▶ _Collected data entries_
########

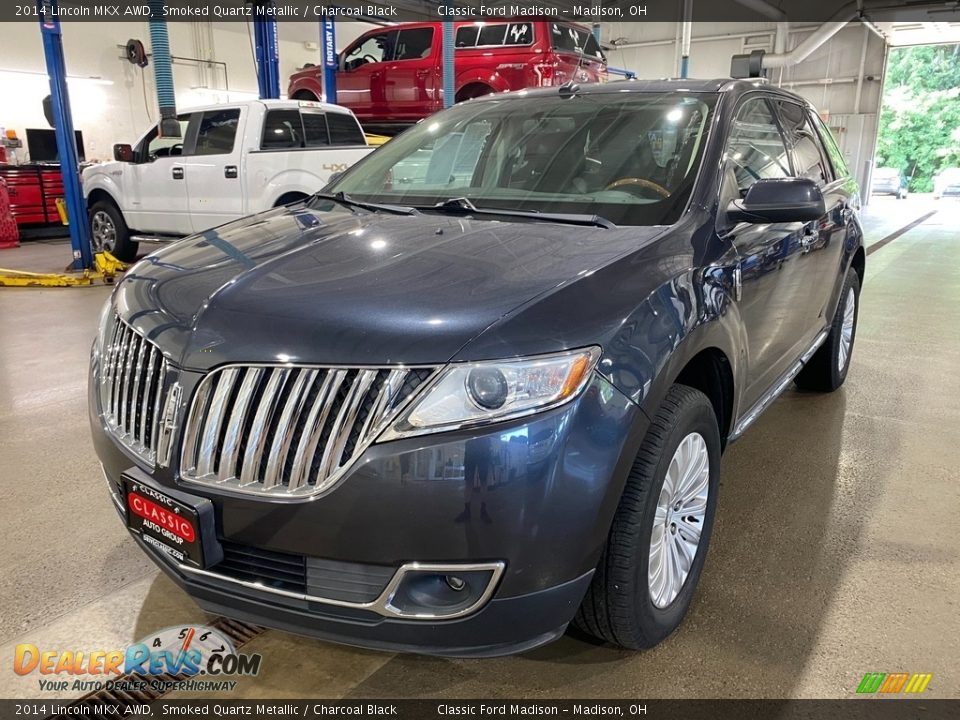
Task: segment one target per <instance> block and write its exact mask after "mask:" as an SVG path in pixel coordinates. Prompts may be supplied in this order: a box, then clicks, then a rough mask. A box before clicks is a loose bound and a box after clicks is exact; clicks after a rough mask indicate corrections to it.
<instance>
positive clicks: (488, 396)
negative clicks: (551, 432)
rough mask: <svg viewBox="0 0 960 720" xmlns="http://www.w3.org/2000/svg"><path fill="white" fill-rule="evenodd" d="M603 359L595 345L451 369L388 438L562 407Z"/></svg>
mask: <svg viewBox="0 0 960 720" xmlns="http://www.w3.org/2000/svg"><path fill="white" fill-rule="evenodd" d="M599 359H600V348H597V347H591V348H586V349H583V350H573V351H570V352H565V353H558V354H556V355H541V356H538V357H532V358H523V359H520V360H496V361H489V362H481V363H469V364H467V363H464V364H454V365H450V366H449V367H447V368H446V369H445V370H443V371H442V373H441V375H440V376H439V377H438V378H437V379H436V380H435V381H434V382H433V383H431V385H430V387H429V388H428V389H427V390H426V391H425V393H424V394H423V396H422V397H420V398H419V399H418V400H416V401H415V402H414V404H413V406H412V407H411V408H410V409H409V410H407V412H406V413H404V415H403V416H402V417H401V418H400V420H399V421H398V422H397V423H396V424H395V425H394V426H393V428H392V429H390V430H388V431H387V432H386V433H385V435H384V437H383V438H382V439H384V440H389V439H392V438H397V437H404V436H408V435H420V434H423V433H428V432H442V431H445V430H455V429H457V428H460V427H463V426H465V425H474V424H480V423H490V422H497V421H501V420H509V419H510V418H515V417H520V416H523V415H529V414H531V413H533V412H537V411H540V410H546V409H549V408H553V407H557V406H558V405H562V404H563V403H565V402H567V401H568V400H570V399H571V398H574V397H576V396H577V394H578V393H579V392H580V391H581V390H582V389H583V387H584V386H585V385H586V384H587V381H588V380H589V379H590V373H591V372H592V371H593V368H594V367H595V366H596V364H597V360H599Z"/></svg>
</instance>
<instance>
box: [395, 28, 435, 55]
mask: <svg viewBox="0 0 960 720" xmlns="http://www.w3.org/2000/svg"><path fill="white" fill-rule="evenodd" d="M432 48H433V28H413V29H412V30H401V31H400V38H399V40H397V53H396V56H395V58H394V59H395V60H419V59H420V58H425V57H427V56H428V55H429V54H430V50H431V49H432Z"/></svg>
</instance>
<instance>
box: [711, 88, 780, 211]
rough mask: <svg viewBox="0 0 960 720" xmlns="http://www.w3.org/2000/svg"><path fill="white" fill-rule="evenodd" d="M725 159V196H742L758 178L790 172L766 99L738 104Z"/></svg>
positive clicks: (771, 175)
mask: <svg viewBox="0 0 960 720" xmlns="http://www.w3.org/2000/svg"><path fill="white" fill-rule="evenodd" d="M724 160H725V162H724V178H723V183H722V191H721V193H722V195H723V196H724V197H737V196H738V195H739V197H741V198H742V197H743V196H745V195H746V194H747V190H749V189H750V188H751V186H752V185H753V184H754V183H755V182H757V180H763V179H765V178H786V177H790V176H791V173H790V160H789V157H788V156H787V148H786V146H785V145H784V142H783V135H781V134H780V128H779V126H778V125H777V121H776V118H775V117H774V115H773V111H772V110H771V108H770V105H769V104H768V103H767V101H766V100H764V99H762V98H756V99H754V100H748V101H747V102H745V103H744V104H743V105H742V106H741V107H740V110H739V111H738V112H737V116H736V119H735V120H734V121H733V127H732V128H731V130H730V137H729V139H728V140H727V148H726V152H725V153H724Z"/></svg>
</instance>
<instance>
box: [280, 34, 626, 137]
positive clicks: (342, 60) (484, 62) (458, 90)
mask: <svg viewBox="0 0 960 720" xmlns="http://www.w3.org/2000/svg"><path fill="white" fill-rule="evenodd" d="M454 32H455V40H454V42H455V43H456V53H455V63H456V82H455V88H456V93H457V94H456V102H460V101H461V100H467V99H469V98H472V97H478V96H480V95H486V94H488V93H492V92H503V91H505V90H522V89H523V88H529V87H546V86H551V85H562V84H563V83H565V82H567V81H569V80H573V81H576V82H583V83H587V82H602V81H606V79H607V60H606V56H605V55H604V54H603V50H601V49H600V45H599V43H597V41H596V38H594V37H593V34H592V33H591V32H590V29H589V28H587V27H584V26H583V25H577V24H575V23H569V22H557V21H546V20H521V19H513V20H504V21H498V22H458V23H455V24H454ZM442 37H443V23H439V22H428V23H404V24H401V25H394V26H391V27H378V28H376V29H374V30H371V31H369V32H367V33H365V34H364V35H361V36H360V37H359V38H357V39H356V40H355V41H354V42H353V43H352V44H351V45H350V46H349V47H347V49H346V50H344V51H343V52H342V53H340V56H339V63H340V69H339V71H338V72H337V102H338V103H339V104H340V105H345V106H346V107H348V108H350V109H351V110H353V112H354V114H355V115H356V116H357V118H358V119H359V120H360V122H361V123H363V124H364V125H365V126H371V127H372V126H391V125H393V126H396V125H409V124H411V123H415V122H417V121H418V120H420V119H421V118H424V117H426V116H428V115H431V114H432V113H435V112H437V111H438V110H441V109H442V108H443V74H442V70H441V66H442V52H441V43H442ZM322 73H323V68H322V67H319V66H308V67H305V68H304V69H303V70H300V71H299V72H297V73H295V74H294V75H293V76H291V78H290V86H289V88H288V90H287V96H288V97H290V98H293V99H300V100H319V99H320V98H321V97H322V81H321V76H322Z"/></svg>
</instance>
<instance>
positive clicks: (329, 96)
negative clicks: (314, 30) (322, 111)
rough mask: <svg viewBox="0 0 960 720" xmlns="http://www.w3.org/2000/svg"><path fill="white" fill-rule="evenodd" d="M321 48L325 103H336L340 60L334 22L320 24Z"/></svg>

########

▶ _PROBLEM TO SOLVE_
Take the data above and repeat it exactly, leaving each picture out.

▶ _THE COMPLETED TASK_
Task: segment one target per <instance> block and write its exact mask after "mask:" as an SVG path in pixel coordinates. Prompts may be supplied in this order: a box, then clicks, then a rough mask. A box before clicks is a loose bound and a box after clicks is exact; clicks after a rough mask indicate corrections to it.
<instance>
positive clicks: (488, 396)
negative clicks: (551, 432)
rough mask: <svg viewBox="0 0 960 720" xmlns="http://www.w3.org/2000/svg"><path fill="white" fill-rule="evenodd" d="M603 359L595 345L451 369L388 438L562 407Z"/></svg>
mask: <svg viewBox="0 0 960 720" xmlns="http://www.w3.org/2000/svg"><path fill="white" fill-rule="evenodd" d="M599 359H600V348H597V347H591V348H586V349H583V350H573V351H570V352H565V353H558V354H556V355H541V356H538V357H532V358H523V359H520V360H496V361H489V362H481V363H469V364H467V363H464V364H454V365H450V366H449V367H447V368H446V369H445V370H443V371H442V373H441V375H440V376H439V377H438V378H437V379H436V380H435V381H434V382H433V383H431V385H430V387H429V388H428V389H427V390H426V391H425V393H424V394H423V396H422V397H420V398H419V399H418V400H416V401H415V402H414V404H413V406H412V407H411V408H410V409H409V410H407V412H406V413H404V415H403V416H402V417H401V418H400V420H399V421H398V422H397V423H396V424H395V425H394V426H393V428H392V429H390V430H388V431H387V432H386V433H385V435H384V437H383V438H382V439H384V440H389V439H392V438H397V437H404V436H408V435H420V434H423V433H428V432H442V431H445V430H455V429H457V428H460V427H463V426H465V425H474V424H480V423H490V422H497V421H501V420H509V419H510V418H515V417H520V416H523V415H529V414H531V413H533V412H537V411H540V410H546V409H549V408H553V407H557V406H558V405H562V404H563V403H565V402H567V401H568V400H570V399H571V398H574V397H576V396H577V394H578V393H579V392H580V391H581V390H582V389H583V387H584V386H585V385H586V384H587V381H588V380H589V379H590V373H591V372H592V371H593V368H594V367H595V366H596V364H597V360H599Z"/></svg>
</instance>
<instance>
box: [395, 28, 435, 55]
mask: <svg viewBox="0 0 960 720" xmlns="http://www.w3.org/2000/svg"><path fill="white" fill-rule="evenodd" d="M432 48H433V28H413V29H412V30H401V31H400V38H399V40H397V53H396V56H395V58H394V59H395V60H419V59H420V58H425V57H427V56H428V55H429V54H430V50H431V49H432Z"/></svg>
</instance>
<instance>
box: [711, 88, 780, 211]
rough mask: <svg viewBox="0 0 960 720" xmlns="http://www.w3.org/2000/svg"><path fill="white" fill-rule="evenodd" d="M725 159V196H742L758 178L790 172L766 99L738 104Z"/></svg>
positive clicks: (771, 175)
mask: <svg viewBox="0 0 960 720" xmlns="http://www.w3.org/2000/svg"><path fill="white" fill-rule="evenodd" d="M724 160H725V162H724V178H723V183H722V191H721V193H722V195H723V196H724V197H737V196H738V195H739V197H741V198H742V197H743V196H745V195H746V194H747V190H749V189H750V188H751V186H752V185H753V184H754V183H755V182H757V180H763V179H765V178H786V177H790V176H791V173H790V160H789V157H788V156H787V148H786V146H785V145H784V142H783V135H781V134H780V128H779V126H778V125H777V121H776V118H775V117H774V115H773V111H772V110H771V108H770V105H769V104H768V103H767V101H766V100H764V99H762V98H756V99H754V100H748V101H747V102H745V103H744V104H743V105H742V106H741V107H740V110H739V111H738V112H737V116H736V119H735V120H734V121H733V127H732V128H731V130H730V137H729V139H728V140H727V148H726V152H725V153H724Z"/></svg>
</instance>
<instance>
box: [280, 34, 626, 137]
positive clicks: (342, 60) (484, 62) (458, 90)
mask: <svg viewBox="0 0 960 720" xmlns="http://www.w3.org/2000/svg"><path fill="white" fill-rule="evenodd" d="M454 32H455V40H454V42H455V43H456V53H455V63H456V82H455V88H456V93H457V94H456V102H460V101H461V100H467V99H469V98H472V97H478V96H480V95H486V94H488V93H492V92H503V91H505V90H522V89H523V88H529V87H546V86H551V85H562V84H563V83H565V82H567V81H569V80H573V81H576V82H583V83H587V82H602V81H606V79H607V60H606V56H605V55H604V54H603V50H601V49H600V45H599V43H597V41H596V38H594V37H593V34H592V33H591V32H590V29H589V28H587V27H584V26H583V25H577V24H575V23H569V22H557V21H546V20H521V19H513V20H504V21H498V22H458V23H455V24H454ZM442 37H443V23H439V22H428V23H404V24H401V25H394V26H391V27H378V28H376V29H374V30H371V31H369V32H367V33H365V34H364V35H361V36H360V37H359V38H357V39H356V40H355V41H354V42H353V43H352V44H351V45H350V46H349V47H347V49H346V50H344V51H343V52H342V53H340V56H339V63H340V69H339V71H338V72H337V102H338V103H339V104H340V105H345V106H346V107H348V108H350V109H351V110H353V112H354V114H355V115H356V116H357V118H358V119H359V120H360V122H361V123H363V124H364V125H365V126H371V127H372V126H391V125H393V126H396V125H409V124H411V123H415V122H417V121H418V120H420V119H421V118H424V117H426V116H428V115H431V114H432V113H435V112H437V111H438V110H441V109H442V108H443V74H442V70H441V66H442V52H441V43H442ZM322 73H323V68H322V67H319V66H308V67H305V68H304V69H303V70H300V71H299V72H297V73H295V74H294V75H293V76H291V78H290V86H289V88H288V90H287V96H288V97H290V98H293V99H300V100H319V99H320V98H321V97H322V81H321V76H322Z"/></svg>
</instance>
<instance>
positive clicks: (329, 96)
negative clicks: (314, 30) (322, 111)
rough mask: <svg viewBox="0 0 960 720" xmlns="http://www.w3.org/2000/svg"><path fill="white" fill-rule="evenodd" d="M321 48L325 103H336L340 60L334 22L320 24Z"/></svg>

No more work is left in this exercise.